● **Required work**
Please rewrite the lines below, swapping "pool handrail" for "pool ladder" and leaving everything else the same.

───── Information shown

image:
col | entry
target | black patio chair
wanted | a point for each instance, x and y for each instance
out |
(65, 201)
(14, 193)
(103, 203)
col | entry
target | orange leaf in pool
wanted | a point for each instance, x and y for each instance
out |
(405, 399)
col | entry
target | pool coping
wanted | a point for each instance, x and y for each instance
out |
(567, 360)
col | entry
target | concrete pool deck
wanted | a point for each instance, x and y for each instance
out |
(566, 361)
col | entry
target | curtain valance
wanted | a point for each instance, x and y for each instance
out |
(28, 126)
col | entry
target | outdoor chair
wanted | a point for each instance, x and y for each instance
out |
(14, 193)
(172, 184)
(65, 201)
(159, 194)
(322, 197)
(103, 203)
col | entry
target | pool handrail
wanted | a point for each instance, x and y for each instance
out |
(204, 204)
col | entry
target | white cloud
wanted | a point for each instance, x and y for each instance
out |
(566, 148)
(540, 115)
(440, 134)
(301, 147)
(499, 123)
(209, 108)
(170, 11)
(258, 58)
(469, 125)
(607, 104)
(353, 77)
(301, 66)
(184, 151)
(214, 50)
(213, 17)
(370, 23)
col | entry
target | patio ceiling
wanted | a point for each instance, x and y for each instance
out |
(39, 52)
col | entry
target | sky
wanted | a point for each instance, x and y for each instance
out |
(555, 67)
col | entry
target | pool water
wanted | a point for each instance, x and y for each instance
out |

──────────

● **Task output**
image:
col | entry
target | black patio chair
wanted | a point for each instance, x and y for each instance
out |
(65, 201)
(14, 193)
(103, 203)
col | entry
target | orange leaf in pool
wanted | a point for each instance, x and y for each instance
out |
(405, 399)
col | entry
target | pool coping
wanted | a point for each instance, x and y for each instance
out |
(567, 360)
col | entry
target | concrete pool deck
wanted | a point for each instance, x and y for each instance
out |
(566, 361)
col | entry
target | curtain valance
wanted | a point for each instance, x and y for each instance
out |
(28, 126)
col | entry
target | outdoor chair
wanted | a point for each instance, x and y for each instance
out |
(14, 193)
(172, 184)
(65, 201)
(159, 194)
(322, 197)
(103, 203)
col | entry
target | pool ladder
wanted | a point for each instance, x and y for each instance
out |
(204, 204)
col | entry
target | white cloud
wanted | a point for each instance, x and y for each instance
out |
(566, 148)
(540, 115)
(440, 134)
(301, 147)
(499, 123)
(209, 108)
(170, 11)
(258, 58)
(469, 125)
(607, 104)
(353, 77)
(301, 66)
(184, 151)
(214, 50)
(213, 17)
(370, 23)
col | entry
target | patio ceiling
wanted | a point for each instance, x and y for each instance
out |
(39, 52)
col | entry
target | sky
wanted | a point for each instance, x and y for each instance
out |
(555, 67)
col | entry
target | pool water
wanted | a point for each instance, x and y for each instance
out |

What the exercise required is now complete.